# Problemas con la imagen del TV



## snakewather (Feb 2, 2007)

HOLA TENGO PROBLEMAS CON MI TV EL LA IMAGEN SE VEN UNAS LINEAS CLARAS EN FORMA HORIZONTAL  Y NO ES INTERFERENCIA SI ALGUIEN SABE DONDE PODRÍA ESTAR EL PROBLEMA POR FAVOR DÍGANME


----------



## farzy (Feb 2, 2007)

habra manera de que coloques una foto?

sino pues aqui te dejo un enlace haber si te sirve:


http://comunidadelectronicos.com/articulos/tv/fallas.htm


----------



## snakewather (Feb 6, 2007)

HOLA GRACIAS POR EL LINK EL PROBLEMA QUE TENGO SE REFIERE A LAS LINEAS DE RETRASO (RETORNO) SOBRE LA IMAGEN.
AHORA LO QUE ME FALTARIA ES BUSCAR POSIBLES SOLUCIONES EN BASE AL CIRCUITO BASE.

GRACIAS


----------



## eusko (Feb 7, 2007)

INSTRUCCIONES:
- A) Sobre el hilo del foro acerca de la imagen del televisor:
(i) ¿Qué líneas dice snakewather que se ven en la imagen?
(ii) ¿Qué le pregunta farzy si podría colocar?
(iii) En su segundo mensaje, ¿a qué líneas dice snakewather que se refiere su problema?
- B) ¿Puedes continuar el hilo del foro sobre la imagen del televisor a partir de su última línea?

DATOS PROPORCIONADOS:
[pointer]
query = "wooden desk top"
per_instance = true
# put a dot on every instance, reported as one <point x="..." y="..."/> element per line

RESPUESTAS POR TAREA:
- A)
(i) Unas líneas claras en forma horizontal.
(ii) Una foto.
(iii) A las líneas de retraso (retorno) sobre la imagen.

- B)
hola,deberias comenzar por identificar el cto.integrado que genera los pulsos para el retorno y sustituir los condensadores electroliticos de la linea de salida del integrado incluso los de alimentacion del propio cto,integrado,mas del 90% de fallas se deben a condensadores electroliticos secos,espero que tengas suerte .


----------



## snakewather (Feb 10, 2007)

gracias por tu consejo de hecho encontre una pagina que me mencionaba tambien esta opcion que tu mencionas ya esuve checando la tv y los condensadores que me mencionas se ven ya gastados y en uno hay un corto circuito. voy a checar y despues les digo si me funciono por lo proto gracias por sus consejos.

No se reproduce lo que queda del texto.